(Materials provided Opens)

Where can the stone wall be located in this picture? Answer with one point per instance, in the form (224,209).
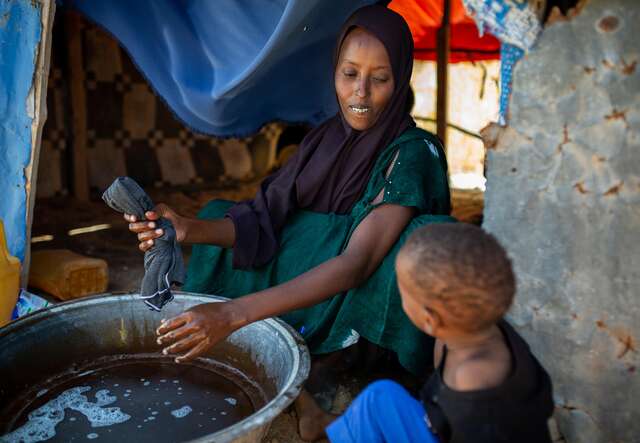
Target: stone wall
(563,197)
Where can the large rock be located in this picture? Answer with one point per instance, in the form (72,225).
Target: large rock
(563,197)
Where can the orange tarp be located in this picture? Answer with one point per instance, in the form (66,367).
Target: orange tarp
(424,18)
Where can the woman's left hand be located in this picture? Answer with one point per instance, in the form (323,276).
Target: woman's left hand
(197,330)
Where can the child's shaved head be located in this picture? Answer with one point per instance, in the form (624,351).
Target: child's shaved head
(464,268)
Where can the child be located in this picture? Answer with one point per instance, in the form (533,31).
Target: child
(456,285)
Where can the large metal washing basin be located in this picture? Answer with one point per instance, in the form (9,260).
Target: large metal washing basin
(72,335)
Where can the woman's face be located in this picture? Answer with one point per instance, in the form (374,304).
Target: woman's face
(363,79)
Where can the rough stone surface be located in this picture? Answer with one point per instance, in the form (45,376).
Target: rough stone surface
(563,197)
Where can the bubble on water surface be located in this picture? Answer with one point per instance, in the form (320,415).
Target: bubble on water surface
(182,412)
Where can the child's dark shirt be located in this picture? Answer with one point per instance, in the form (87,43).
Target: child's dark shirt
(515,411)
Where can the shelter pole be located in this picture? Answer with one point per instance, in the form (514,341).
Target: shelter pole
(73,25)
(443,64)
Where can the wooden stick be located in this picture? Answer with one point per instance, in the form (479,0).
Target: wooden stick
(73,28)
(443,64)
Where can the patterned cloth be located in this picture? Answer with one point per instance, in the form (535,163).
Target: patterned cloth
(163,263)
(516,23)
(374,309)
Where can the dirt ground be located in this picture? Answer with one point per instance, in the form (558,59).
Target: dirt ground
(115,244)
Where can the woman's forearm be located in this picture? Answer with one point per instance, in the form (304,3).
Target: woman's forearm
(320,283)
(219,232)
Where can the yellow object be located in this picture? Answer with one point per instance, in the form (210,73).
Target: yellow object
(66,275)
(9,280)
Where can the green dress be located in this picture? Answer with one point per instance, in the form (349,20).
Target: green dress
(372,310)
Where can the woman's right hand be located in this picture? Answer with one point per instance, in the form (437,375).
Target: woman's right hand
(148,230)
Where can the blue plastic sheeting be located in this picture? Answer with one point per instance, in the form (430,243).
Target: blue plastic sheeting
(20,32)
(226,67)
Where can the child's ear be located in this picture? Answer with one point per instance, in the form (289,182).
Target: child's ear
(431,321)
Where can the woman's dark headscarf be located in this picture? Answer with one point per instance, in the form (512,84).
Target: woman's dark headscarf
(334,161)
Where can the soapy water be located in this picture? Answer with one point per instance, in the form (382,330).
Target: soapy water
(182,412)
(143,401)
(42,422)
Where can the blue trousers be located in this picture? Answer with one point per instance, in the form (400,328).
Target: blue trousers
(383,412)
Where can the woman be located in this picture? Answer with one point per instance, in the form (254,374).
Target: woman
(316,245)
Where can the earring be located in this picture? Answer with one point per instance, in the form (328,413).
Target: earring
(428,328)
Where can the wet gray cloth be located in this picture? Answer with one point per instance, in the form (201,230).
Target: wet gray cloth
(163,263)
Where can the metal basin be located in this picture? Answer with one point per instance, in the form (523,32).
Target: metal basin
(70,336)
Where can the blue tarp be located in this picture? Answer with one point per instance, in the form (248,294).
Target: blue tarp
(226,67)
(20,31)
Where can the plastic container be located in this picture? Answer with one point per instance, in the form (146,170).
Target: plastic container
(9,280)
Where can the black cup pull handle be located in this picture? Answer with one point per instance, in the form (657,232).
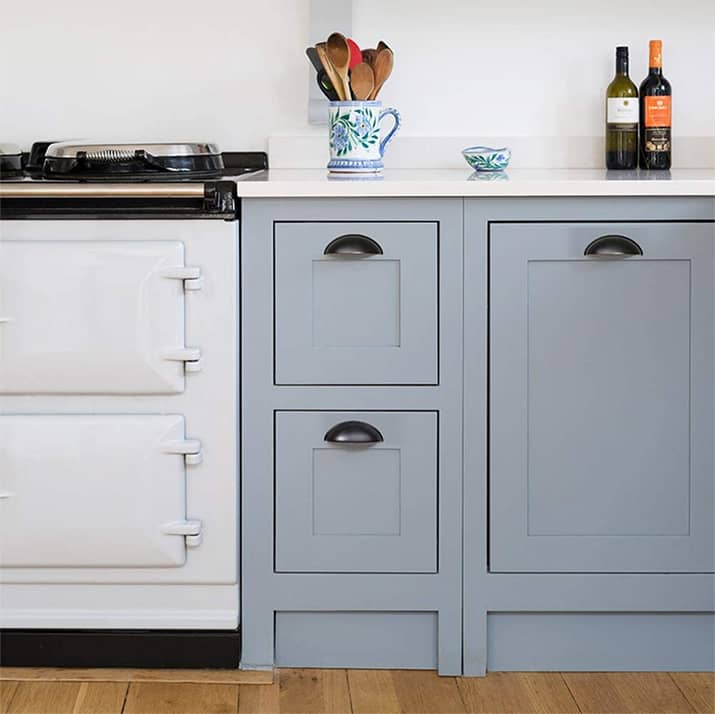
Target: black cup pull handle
(353,244)
(613,246)
(353,432)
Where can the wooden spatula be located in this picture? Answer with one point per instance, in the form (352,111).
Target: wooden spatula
(384,63)
(362,81)
(333,76)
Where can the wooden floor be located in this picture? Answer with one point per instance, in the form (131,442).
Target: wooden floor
(339,691)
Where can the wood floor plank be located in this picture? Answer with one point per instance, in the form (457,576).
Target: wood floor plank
(372,692)
(516,693)
(421,692)
(259,700)
(172,698)
(44,698)
(314,691)
(7,690)
(698,688)
(626,693)
(106,674)
(100,698)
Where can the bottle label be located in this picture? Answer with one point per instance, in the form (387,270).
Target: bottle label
(622,110)
(656,139)
(657,111)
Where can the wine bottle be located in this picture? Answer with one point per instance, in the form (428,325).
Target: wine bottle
(655,113)
(621,117)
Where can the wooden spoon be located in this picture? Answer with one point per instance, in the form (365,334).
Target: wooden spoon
(368,56)
(330,70)
(339,54)
(384,63)
(362,81)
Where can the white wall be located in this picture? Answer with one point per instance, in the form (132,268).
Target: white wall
(472,68)
(132,69)
(536,67)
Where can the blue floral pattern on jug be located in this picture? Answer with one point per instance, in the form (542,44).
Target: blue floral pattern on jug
(484,158)
(354,136)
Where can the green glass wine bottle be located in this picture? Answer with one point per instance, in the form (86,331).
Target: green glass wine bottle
(621,117)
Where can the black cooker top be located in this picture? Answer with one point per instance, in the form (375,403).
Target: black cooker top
(126,162)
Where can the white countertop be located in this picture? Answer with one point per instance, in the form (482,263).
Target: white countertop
(311,183)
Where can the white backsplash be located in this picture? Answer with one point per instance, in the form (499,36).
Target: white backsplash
(530,75)
(310,151)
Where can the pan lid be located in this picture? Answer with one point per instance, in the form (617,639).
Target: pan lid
(73,149)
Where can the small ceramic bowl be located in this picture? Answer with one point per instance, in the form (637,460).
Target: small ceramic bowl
(484,158)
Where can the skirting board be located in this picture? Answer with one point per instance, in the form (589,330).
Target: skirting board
(614,642)
(188,676)
(373,640)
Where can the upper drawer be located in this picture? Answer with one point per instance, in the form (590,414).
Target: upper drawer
(356,303)
(93,317)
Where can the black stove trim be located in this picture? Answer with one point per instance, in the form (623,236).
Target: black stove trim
(156,649)
(220,201)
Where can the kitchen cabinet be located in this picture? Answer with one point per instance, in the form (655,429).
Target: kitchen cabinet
(356,492)
(601,397)
(356,302)
(351,460)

(Materials provided Closes)

▸ **Exercise directions**:
Print every entry exactly as written, without the pictures.

▸ **Finished task**:
Where can the stone wall be located in this picture? Answer with one point per instance, in the form (224,209).
Target: stone wall
(563,197)
Where can the large rock be located in this picture? Answer with one point per instance, in the form (72,225).
Target: large rock
(563,197)
Where can the orange tarp be located in this picture? Answer with one point per instance, in the form (66,367).
Target: orange tarp
(424,18)
Where can the woman's left hand be located in this picture? Answer with one point per instance, in the form (323,276).
Target: woman's left hand
(197,330)
Where can the child's shaved head be located in this picture? Answer with one point per instance, in the form (624,351).
Target: child's shaved head
(464,268)
Where can the child be located in this picture? Answer with one point per instance, in the form (533,31).
Target: child
(456,285)
Where can the large metal washing basin be located in this picture? Answer with one point per instance, in the form (9,260).
Target: large metal washing basin
(72,335)
Where can the woman's face be located in this picture? Answer with one point per instance, in the form (374,304).
Target: woman's face
(363,79)
Where can the rough stone surface be located in this picture? Answer with one point per instance, in the form (45,376).
Target: rough stone surface
(563,197)
Where can the bubble on water surface be located in this picture? Answer with one point per instance, in the form (320,415).
Target: bubble on water surface
(182,412)
Where can the child's dark shirt be located in this picture? Answer with one point per instance, in the form (87,43).
Target: child's dark shirt
(515,411)
Where can the shelter pole be located in this picture? Answer with one point per instance, in the form (514,341).
Target: shelter pole
(73,25)
(443,64)
Where can the wooden stick be located in this picture? Answer with one point per instance, in the form (479,0).
Target: wooden stick
(73,28)
(443,64)
Where can the patterned cloth be located in this picture? Answer with one point per instance, in the form (535,163).
Target: patterned cloth
(163,263)
(516,23)
(374,309)
Where can the dirt ground be located in this picture? Answer with one point per instance, in the form (558,59).
Target: dirt ground
(115,244)
Where can the woman's forearm be located in this picture? Answer with one point per instance, in the form (304,3).
Target: woman's forearm
(320,283)
(219,232)
Where can the yellow object be located in this picture? Answer with one point per instance, in the form (210,73).
Target: yellow object
(66,275)
(9,280)
Where can the green dress be located in this picture? Answer with one point per instance, in the form (349,20).
Target: green dress
(372,310)
Where can the woman's right hand be located in this picture? Answer with one point per instance, in the form (437,375).
Target: woman's right hand
(148,230)
Where can the blue plastic sheeting be located in this picture? Answer with one point per instance, in the form (430,243).
Target: blue plastic sheeting
(20,32)
(226,67)
Where can the child's ear be located in this picture? Answer with one point per instance, in the form (289,182).
Target: child's ear
(431,321)
Where can the woman's dark headscarf be located in this picture? Answer with one point per instance, in the form (512,84).
Target: woman's dark headscarf
(334,161)
Where can the soapy water be located in this picture? Answer with one point per instance, in the form (382,330).
Target: soapy water
(182,412)
(143,401)
(42,422)
Where can the blue trousers be located in this picture? Answer with one point per instance, in the form (400,328).
Target: blue trousers
(383,412)
Where can the woman be located in this picture? Answer with one point per instance, in the form (254,374).
Target: woman
(316,245)
Where can the earring be located in this picture? Answer with one point per instance, in the form (328,413).
Target: earring
(428,328)
Where can the wet gray cloth be located in this picture? Answer with one point per instance, in the form (201,230).
Target: wet gray cloth
(163,263)
Where can the metal basin be located in this picture? Answer with one point per instance, in the form (523,32).
Target: metal basin
(70,336)
Where can the blue tarp be located in this picture? Answer with one point per instance, in the form (248,294).
Target: blue tarp
(226,67)
(20,31)
Where can the plastic container be located in this picture? Answer with one point per instance, in the form (146,170).
Target: plastic container
(9,280)
Where can the black cup pull handle be located in this picture? Answer with one point per instance, in the form (657,232).
Target: black cup pull handle
(353,244)
(613,246)
(353,432)
Where can the wooden spatula be located in this picture? Answer with one point per instance, in the form (352,111).
Target: wooden spatula
(384,63)
(362,81)
(333,76)
Where can the wooden floor be located in this picture? Answer with one point per instance, in the form (131,442).
Target: wooden floor
(339,691)
Where can the wood floor plank be located in this picture? Answer with one point per instance, in the form (457,576).
Target: wood floor plank
(372,692)
(516,693)
(421,692)
(259,700)
(172,698)
(44,698)
(314,691)
(7,690)
(698,688)
(626,693)
(106,674)
(100,698)
Where can the bottle label be located in this picture? Answer with one point per instance, in the form (387,270).
Target: bottle label
(622,110)
(656,139)
(657,111)
Where can the wine bottle be located in this picture? Answer with one point per instance, in the form (428,325).
Target: wine bottle
(655,113)
(621,117)
Where can the wooden spoon be located in this picture? Answer with one point per instance, in the form (365,334).
Target: wooden spoon
(368,56)
(330,70)
(339,54)
(384,63)
(362,81)
Where can the white wall be located in this picture? Answer with one point per instance, in the form (132,268).
Target: white wall
(472,68)
(132,69)
(536,67)
Where can the blue floral pattern on jug be located in this picture? Answer with one point per instance, in the form (542,44).
Target: blue floral pattern on jug
(484,158)
(354,136)
Where can the green glass wine bottle be located in this picture? Answer with one point per instance, in the form (86,331).
Target: green glass wine bottle
(621,117)
Where can the black cooker top be located in this picture? Answer with one point per instance, in the form (375,403).
Target: black cooker top
(126,162)
Where can the white countertop be located in this picture? Answer with one point per instance, in the form (482,263).
Target: white countertop
(311,183)
Where can the white backsplash be located in this picture? Answer with one point per instance, in the form (499,36).
Target: white backsplash
(530,75)
(310,151)
Where can the pan lid be located in this picture? Answer with one point per instance, in the form (617,639).
Target: pan lid
(73,149)
Where can the small ceramic bowl be located in this picture? Answer with one point per instance, in the form (637,460).
Target: small ceramic bowl
(484,158)
Where can the skirting board be located in this picture? Answer with one point per instance, in the form (589,330).
Target: skirting board
(614,642)
(188,676)
(373,640)
Where can the upper drawer be located in this picture? Answer with one point per instance, in the form (590,414).
Target: upper drawer
(356,303)
(93,317)
Where can the black stove trim be located in this picture? Answer with one point per instance, in the form (623,236).
Target: black stove trim
(156,649)
(220,201)
Where can the kitchen cabinet be located in this picture? Answer with one point per instance, in the form (655,429).
Target: kitchen cabinet
(356,492)
(601,397)
(356,302)
(351,460)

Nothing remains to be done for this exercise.